### [Exercise goal]
Some of the lines below need repeating. Reproduce exactly those between the lines holding "Target: power line" and "Target: loose soil", inclusive.

### [Data to process]
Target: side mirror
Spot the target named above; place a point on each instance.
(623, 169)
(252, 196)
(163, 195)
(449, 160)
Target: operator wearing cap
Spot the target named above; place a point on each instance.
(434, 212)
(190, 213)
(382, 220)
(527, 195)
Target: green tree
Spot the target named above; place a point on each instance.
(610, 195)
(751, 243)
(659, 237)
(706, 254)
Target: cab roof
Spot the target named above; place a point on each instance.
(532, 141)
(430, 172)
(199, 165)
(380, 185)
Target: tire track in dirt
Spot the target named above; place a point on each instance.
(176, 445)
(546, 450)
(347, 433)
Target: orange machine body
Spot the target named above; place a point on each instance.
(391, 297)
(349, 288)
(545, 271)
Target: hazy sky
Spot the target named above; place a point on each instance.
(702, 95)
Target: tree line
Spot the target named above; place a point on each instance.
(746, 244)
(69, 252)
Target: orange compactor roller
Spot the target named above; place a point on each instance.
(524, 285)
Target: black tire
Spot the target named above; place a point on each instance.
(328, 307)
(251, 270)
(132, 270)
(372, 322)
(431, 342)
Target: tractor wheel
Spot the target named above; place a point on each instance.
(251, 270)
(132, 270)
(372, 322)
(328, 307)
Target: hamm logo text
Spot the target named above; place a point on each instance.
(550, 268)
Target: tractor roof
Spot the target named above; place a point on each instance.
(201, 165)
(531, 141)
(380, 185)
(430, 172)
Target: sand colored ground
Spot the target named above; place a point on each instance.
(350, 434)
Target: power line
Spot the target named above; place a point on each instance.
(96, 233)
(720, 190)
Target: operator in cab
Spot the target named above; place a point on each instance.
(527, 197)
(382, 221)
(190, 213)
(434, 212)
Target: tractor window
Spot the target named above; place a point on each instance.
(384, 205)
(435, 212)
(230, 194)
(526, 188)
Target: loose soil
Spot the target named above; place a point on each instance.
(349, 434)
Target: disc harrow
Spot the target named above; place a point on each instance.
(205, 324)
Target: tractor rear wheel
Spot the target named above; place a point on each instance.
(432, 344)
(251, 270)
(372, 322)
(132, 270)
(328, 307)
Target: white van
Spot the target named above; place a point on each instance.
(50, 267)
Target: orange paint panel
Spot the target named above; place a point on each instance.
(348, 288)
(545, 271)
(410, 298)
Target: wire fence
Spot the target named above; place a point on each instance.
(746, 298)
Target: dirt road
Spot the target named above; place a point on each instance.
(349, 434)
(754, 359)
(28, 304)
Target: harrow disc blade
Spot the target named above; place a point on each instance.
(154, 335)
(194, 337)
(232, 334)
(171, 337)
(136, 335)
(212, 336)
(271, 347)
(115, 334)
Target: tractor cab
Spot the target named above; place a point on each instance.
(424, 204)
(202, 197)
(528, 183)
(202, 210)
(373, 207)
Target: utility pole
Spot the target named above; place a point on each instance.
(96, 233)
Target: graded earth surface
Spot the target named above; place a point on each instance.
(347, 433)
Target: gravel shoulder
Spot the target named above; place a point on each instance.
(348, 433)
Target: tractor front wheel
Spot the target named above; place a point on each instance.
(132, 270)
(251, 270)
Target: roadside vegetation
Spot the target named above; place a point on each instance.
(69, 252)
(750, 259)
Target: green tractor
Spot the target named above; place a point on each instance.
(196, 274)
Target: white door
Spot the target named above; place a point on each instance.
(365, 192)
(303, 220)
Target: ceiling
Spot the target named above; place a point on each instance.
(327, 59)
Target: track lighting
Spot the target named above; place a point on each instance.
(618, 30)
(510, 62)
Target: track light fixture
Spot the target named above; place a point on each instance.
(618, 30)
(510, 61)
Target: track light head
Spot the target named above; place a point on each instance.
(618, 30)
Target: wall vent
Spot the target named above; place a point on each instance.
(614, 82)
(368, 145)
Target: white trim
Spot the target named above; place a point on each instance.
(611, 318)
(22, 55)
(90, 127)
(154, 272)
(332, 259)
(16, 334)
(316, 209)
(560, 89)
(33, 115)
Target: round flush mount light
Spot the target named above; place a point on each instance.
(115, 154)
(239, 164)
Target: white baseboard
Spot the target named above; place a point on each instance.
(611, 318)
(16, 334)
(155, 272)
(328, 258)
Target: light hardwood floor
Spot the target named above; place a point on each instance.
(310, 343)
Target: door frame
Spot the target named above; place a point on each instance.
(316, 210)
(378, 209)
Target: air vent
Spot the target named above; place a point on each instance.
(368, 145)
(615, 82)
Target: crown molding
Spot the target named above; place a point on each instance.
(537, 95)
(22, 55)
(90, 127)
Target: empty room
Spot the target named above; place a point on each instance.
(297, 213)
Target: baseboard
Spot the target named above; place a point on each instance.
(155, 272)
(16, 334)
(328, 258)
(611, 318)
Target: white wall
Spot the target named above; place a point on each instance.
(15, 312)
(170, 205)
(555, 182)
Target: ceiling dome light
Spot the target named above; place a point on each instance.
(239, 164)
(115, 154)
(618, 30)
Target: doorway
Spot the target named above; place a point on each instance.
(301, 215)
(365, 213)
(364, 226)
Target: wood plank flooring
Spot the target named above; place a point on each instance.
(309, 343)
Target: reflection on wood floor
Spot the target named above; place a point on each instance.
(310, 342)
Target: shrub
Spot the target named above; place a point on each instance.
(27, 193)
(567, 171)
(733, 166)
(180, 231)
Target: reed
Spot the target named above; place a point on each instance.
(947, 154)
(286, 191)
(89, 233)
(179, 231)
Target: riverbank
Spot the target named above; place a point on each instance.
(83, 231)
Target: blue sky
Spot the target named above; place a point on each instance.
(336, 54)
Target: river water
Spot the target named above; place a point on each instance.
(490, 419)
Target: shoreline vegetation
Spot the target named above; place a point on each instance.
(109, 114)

### [Result of the task]
Target: power line
Spot the target named above; place a point on each instance.
(96, 233)
(720, 190)
Target: operator in cab
Spot the target named above; place a point on each instance.
(527, 197)
(382, 221)
(190, 213)
(434, 212)
Target: tractor window
Spot the target named above; place a point on each instance.
(384, 205)
(435, 212)
(230, 194)
(526, 188)
Target: loose soil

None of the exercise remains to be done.